Goal of the exercise:
Please repeat each entry. Match every word exactly.

(Stored data entries)

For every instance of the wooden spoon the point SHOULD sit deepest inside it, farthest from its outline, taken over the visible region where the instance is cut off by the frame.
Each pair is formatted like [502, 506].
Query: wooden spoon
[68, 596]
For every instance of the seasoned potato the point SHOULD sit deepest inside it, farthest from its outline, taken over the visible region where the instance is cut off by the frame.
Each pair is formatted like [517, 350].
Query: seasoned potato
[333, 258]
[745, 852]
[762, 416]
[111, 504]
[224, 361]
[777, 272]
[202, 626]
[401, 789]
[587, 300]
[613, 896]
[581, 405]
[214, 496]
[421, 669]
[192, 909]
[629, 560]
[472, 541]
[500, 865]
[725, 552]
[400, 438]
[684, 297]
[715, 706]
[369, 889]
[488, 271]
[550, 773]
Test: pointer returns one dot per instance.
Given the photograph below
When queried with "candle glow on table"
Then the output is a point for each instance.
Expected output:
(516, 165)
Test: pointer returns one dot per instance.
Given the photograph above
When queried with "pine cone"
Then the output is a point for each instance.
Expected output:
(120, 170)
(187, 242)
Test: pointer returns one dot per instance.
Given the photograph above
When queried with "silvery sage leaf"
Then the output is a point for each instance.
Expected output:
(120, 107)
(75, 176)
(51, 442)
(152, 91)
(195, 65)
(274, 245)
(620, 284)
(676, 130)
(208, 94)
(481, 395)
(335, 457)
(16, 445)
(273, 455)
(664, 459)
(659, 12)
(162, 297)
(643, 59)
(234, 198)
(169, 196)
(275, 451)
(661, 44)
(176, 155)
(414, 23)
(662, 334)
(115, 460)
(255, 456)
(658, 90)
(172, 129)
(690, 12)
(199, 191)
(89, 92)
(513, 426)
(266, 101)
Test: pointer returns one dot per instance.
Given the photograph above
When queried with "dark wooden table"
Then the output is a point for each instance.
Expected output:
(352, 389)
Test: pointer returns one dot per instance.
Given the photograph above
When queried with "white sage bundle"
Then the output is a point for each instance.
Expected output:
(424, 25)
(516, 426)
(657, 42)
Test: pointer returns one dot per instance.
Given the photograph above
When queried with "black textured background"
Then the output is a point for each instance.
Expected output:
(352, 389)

Task output:
For every instance of the wooden spoon the point SHOULD sit deepest inside it, farthest from its outline, taken over the visible region where the instance is cut off by the frame.
Each pair is formatted like [502, 506].
Query: wooden spoon
[68, 596]
For every instance of the seasoned potato the point SHOULD sit deepest inside it, farthest from its outline, taken over the visible region where the instance is cut off by the frame.
Each pair is formatted like [517, 350].
Query: seasoned potato
[333, 258]
[745, 852]
[762, 416]
[111, 504]
[224, 361]
[777, 272]
[202, 626]
[401, 789]
[587, 300]
[613, 896]
[581, 405]
[214, 496]
[421, 669]
[192, 909]
[629, 560]
[472, 541]
[500, 865]
[725, 552]
[400, 438]
[684, 297]
[715, 706]
[369, 889]
[488, 271]
[550, 773]
Test: pointer returns one dot per instance.
Given the photograph below
When queried with "candle glow on table"
Then the output is a point for each instance.
Expected output:
(516, 165)
Test: pointer returns one dot per instance.
Given the photograph above
When queried with "pine cone"
Then the output is a point for each instance.
Expected output:
(120, 170)
(187, 242)
Test: pointer returns one dot per instance.
Given the photograph above
When queried with "silvery sage leaf"
Then the output is a point for each instance.
Expected output:
(120, 107)
(75, 176)
(51, 442)
(152, 91)
(195, 65)
(274, 245)
(620, 284)
(676, 130)
(208, 94)
(481, 395)
(335, 457)
(16, 445)
(273, 455)
(664, 459)
(659, 12)
(162, 297)
(643, 59)
(234, 198)
(169, 196)
(275, 451)
(661, 44)
(176, 155)
(414, 23)
(662, 334)
(115, 460)
(255, 456)
(658, 90)
(172, 129)
(690, 12)
(199, 191)
(89, 92)
(513, 426)
(266, 101)
Test: pointer returns one dot per instance.
Given the photograph above
When queried with "dark wooden table"
Then the output is a point for each instance.
Expected output:
(352, 389)
Test: pointer returns one dot per instance.
Given the photograph above
When queried with "white sage bundle"
Then the output is a point for each instance.
Expected output:
(424, 25)
(516, 426)
(657, 42)
Test: pointer returns one dot per instance.
Given the photograph above
When queried with "black textured background"
Then the output is a point for each instance.
Expected output:
(352, 389)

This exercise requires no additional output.